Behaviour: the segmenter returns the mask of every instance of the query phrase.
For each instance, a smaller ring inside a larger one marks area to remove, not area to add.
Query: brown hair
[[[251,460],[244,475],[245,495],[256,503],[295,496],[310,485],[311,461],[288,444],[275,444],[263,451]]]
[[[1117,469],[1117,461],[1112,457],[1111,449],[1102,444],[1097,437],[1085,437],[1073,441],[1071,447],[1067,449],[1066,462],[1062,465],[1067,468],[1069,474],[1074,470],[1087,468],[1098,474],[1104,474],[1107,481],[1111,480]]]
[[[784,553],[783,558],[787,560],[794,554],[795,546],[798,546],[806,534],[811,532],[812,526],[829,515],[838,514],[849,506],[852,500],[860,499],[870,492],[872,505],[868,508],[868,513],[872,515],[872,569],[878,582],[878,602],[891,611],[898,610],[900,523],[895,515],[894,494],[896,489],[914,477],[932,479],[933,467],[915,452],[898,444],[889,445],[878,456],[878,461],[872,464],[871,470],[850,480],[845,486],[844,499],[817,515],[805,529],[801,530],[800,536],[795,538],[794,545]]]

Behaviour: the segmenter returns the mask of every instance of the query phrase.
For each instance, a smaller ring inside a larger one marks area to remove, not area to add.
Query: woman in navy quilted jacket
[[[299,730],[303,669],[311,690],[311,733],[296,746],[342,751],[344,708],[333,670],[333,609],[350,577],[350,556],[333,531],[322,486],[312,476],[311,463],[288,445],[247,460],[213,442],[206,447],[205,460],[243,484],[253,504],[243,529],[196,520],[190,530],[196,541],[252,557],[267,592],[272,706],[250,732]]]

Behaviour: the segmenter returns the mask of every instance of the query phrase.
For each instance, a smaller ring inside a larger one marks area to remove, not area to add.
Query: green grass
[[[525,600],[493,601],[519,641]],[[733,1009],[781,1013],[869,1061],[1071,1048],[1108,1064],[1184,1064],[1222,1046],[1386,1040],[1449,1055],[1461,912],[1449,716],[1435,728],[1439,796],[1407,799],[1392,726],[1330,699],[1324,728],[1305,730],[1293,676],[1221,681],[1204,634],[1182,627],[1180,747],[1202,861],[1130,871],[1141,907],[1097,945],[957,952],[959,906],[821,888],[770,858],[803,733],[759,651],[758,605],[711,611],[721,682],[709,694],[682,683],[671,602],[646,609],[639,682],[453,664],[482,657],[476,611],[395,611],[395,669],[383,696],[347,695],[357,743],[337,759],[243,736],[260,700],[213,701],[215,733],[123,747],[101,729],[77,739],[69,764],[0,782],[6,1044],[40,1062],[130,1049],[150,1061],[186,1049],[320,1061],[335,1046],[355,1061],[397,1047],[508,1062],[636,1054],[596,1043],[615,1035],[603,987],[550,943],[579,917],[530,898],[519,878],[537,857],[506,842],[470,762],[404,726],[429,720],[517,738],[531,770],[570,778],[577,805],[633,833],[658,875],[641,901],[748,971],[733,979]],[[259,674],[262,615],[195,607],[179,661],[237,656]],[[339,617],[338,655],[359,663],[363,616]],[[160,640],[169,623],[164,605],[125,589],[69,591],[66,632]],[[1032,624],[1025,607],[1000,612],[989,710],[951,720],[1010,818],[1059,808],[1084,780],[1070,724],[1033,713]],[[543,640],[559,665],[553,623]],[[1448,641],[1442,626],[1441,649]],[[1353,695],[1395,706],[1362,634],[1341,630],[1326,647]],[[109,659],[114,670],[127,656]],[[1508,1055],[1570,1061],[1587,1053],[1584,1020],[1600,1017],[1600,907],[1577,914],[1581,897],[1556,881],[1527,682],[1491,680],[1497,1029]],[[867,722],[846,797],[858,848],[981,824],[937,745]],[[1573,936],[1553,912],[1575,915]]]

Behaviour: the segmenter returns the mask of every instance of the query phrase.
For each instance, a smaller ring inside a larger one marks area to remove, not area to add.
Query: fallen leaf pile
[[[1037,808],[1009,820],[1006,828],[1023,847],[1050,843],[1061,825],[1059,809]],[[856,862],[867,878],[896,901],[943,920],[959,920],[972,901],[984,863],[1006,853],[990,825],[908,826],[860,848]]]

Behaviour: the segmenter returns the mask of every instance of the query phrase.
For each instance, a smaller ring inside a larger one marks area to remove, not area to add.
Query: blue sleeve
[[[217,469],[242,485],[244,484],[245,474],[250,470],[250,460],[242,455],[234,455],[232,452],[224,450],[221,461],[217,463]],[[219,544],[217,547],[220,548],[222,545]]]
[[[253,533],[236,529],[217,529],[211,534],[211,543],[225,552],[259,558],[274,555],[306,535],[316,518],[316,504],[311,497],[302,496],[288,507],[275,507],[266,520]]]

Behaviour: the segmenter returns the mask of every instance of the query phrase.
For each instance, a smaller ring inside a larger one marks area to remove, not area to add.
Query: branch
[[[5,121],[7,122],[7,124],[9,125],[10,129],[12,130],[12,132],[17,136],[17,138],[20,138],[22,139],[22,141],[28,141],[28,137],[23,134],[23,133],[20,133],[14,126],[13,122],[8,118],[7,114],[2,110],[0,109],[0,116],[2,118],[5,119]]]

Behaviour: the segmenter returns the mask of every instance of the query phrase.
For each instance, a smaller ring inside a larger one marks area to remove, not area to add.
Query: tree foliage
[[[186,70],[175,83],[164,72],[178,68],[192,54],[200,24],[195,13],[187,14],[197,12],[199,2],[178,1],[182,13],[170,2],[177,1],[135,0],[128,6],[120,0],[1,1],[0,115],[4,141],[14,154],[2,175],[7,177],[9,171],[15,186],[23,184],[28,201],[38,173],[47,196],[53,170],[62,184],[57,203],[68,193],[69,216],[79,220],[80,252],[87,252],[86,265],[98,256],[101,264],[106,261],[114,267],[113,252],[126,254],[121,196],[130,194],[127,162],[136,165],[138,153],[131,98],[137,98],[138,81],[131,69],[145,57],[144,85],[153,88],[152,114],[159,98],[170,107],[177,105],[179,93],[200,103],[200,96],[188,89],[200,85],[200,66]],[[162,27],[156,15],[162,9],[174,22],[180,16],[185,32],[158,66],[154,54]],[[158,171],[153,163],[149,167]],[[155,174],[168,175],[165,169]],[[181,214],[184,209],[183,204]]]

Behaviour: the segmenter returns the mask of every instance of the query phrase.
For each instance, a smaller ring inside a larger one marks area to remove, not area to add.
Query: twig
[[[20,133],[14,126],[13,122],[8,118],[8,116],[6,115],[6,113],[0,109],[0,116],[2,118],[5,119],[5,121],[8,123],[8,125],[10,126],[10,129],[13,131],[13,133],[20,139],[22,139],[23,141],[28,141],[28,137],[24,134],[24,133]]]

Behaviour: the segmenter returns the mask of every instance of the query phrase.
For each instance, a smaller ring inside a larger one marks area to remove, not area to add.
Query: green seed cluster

━━━━━━━━

ACTIVITY.
Every record should be given again without alteration.

WRITTEN RESPONSE.
Behaviour: the segmenter returns the mask of every instance of the query phrase.
For each instance, a smaller ring inside a larger one marks area to remove, not area to add.
Query: brown hair
[[[251,460],[244,475],[245,495],[256,503],[295,496],[310,485],[311,461],[288,444],[275,444],[263,451]]]
[[[1117,469],[1117,461],[1112,457],[1111,449],[1102,444],[1097,437],[1085,437],[1073,441],[1071,447],[1067,449],[1066,462],[1062,465],[1067,468],[1069,474],[1074,470],[1087,468],[1098,474],[1104,474],[1107,481],[1111,480]]]
[[[784,553],[783,558],[787,560],[794,554],[795,546],[798,546],[806,534],[811,532],[812,526],[829,515],[838,514],[849,506],[852,500],[860,499],[870,492],[872,505],[868,508],[868,513],[872,515],[872,569],[878,582],[878,602],[891,611],[898,610],[900,523],[895,515],[894,494],[896,489],[914,477],[932,479],[933,467],[915,452],[898,444],[889,445],[878,456],[878,461],[872,464],[871,470],[850,480],[845,486],[844,499],[817,515],[805,529],[801,530],[800,536],[795,538],[794,545]]]

Behaviour: the segmenter returns the mask of every instance of the query phrase.
For each instance, a smaller ring inside a larger one marks area to remove, not area to add.
Query: woman in navy quilted jacket
[[[299,730],[303,669],[311,690],[311,733],[296,746],[342,751],[344,708],[333,670],[333,609],[350,577],[350,556],[333,531],[322,486],[312,476],[311,463],[288,445],[247,460],[213,442],[206,447],[205,460],[243,484],[253,504],[243,529],[196,520],[190,530],[196,541],[252,557],[267,592],[272,706],[250,732]]]

Behaviour: the segmenter returns the mask of every instance of the query phrase.
For each instance, a smaller ring inside a larger one marks area to remove, not area to add.
Query: green grass
[[[525,600],[493,601],[519,641]],[[733,1009],[781,1013],[869,1061],[1071,1048],[1108,1064],[1184,1064],[1222,1046],[1386,1040],[1449,1055],[1461,912],[1449,716],[1435,728],[1439,796],[1407,799],[1392,726],[1330,699],[1324,728],[1305,730],[1293,676],[1221,681],[1204,634],[1182,627],[1180,747],[1202,861],[1130,871],[1141,907],[1097,945],[957,952],[959,906],[821,888],[770,858],[803,733],[759,651],[758,605],[711,611],[721,682],[709,694],[682,683],[671,602],[646,609],[639,682],[453,664],[482,657],[476,611],[395,611],[395,669],[383,696],[347,695],[357,743],[337,759],[243,736],[260,700],[213,701],[215,733],[123,747],[101,729],[77,739],[69,764],[0,782],[6,1044],[40,1062],[130,1049],[150,1061],[186,1049],[320,1061],[335,1046],[355,1061],[397,1047],[508,1062],[636,1054],[596,1043],[615,1035],[603,987],[550,943],[579,917],[530,898],[519,878],[537,857],[506,842],[470,762],[404,726],[429,720],[517,738],[531,770],[570,778],[577,805],[633,833],[658,875],[641,901],[748,971],[733,979]],[[259,674],[262,615],[195,607],[179,661],[237,656]],[[339,617],[338,655],[359,663],[363,616]],[[160,640],[169,623],[164,605],[125,589],[69,591],[66,632]],[[1032,624],[1025,607],[1000,612],[989,710],[951,720],[1010,818],[1059,808],[1084,780],[1070,724],[1033,713]],[[543,640],[559,665],[553,623]],[[1448,641],[1442,626],[1441,649]],[[1353,695],[1395,706],[1362,634],[1341,630],[1326,647]],[[109,659],[114,670],[127,656]],[[1508,1055],[1570,1061],[1587,1053],[1584,1020],[1600,1017],[1600,907],[1577,914],[1581,897],[1556,881],[1527,682],[1491,680],[1497,1029]],[[867,722],[846,797],[858,848],[981,824],[937,745]],[[1573,936],[1553,912],[1575,915]]]

Behaviour: the segmenter returns the mask of every instance of the query phrase.
For each instance, a smaller ring inside a larger one marks area to remove, not area to add.
Query: fallen leaf pile
[[[1037,808],[1009,820],[1006,828],[1023,847],[1050,843],[1061,825],[1059,809]],[[856,862],[867,878],[896,901],[943,920],[959,920],[972,901],[984,863],[1006,853],[990,825],[908,826],[860,848]]]

Behaviour: the segmenter returns the mask of every instance of the query phrase.
For each instance, a smaller ring inside a larger one marks area to remove, not area to add.
Query: blue sleeve
[[[217,469],[242,485],[244,484],[245,474],[250,470],[250,460],[242,455],[234,455],[232,452],[224,450],[221,461],[217,463]],[[219,544],[217,547],[220,548],[222,545]]]
[[[253,533],[236,529],[217,529],[211,534],[211,543],[225,552],[259,558],[274,555],[306,535],[316,518],[316,504],[311,497],[302,496],[288,507],[275,507],[266,520]]]

Behaviour: the segmenter returns the mask of every instance of the query phrase.
For each instance, a smaller ring inside a larger one marks area to remove, not area to add.
Query: branch
[[[5,121],[7,122],[7,124],[9,125],[10,129],[12,130],[12,132],[17,136],[17,138],[20,138],[22,139],[22,141],[28,141],[28,137],[23,134],[23,133],[20,133],[14,126],[13,122],[8,118],[7,114],[2,110],[0,109],[0,116],[2,118],[5,119]]]

Behaviour: the segmenter returns the mask of every instance of the query phrase.
For each instance, a smaller ring inside a larger one marks area to remove, not area to add.
Query: tree foliage
[[[186,70],[175,83],[164,72],[178,68],[192,54],[200,24],[195,13],[187,14],[197,12],[199,2],[178,1],[182,13],[170,2],[177,1],[135,0],[128,6],[120,0],[1,1],[0,115],[4,141],[14,154],[2,175],[7,177],[9,171],[15,186],[23,184],[28,201],[38,173],[47,196],[53,170],[62,184],[57,203],[68,193],[69,216],[79,220],[80,252],[87,252],[86,265],[98,256],[101,264],[106,261],[114,267],[113,252],[126,254],[121,196],[130,194],[127,162],[136,165],[138,153],[131,98],[137,98],[138,81],[131,69],[145,57],[144,85],[153,88],[152,114],[159,98],[170,107],[177,105],[179,93],[200,103],[200,96],[188,89],[200,85],[200,66]],[[162,27],[156,15],[162,9],[174,22],[180,16],[185,32],[158,66],[154,54]],[[158,171],[153,163],[149,167]],[[155,174],[168,175],[165,169]],[[181,214],[184,209],[183,204]]]

Behaviour: the segmenter returns the mask of every instance of the query phrase.
For each instance, a smaller ring inside a larger one marks area to remove, not area to add.
Query: twig
[[[20,133],[14,126],[13,122],[8,118],[8,116],[6,115],[6,113],[0,109],[0,116],[2,118],[5,119],[5,121],[8,123],[8,125],[10,126],[10,129],[13,131],[13,133],[20,139],[22,139],[23,141],[28,141],[28,137],[24,134],[24,133]]]

Behaviour: the segmenter returns the mask of every instance of the query phrase.
For each instance, a smaller ring inside a larger one marks area to remove, not area to add.
Query: green seed cluster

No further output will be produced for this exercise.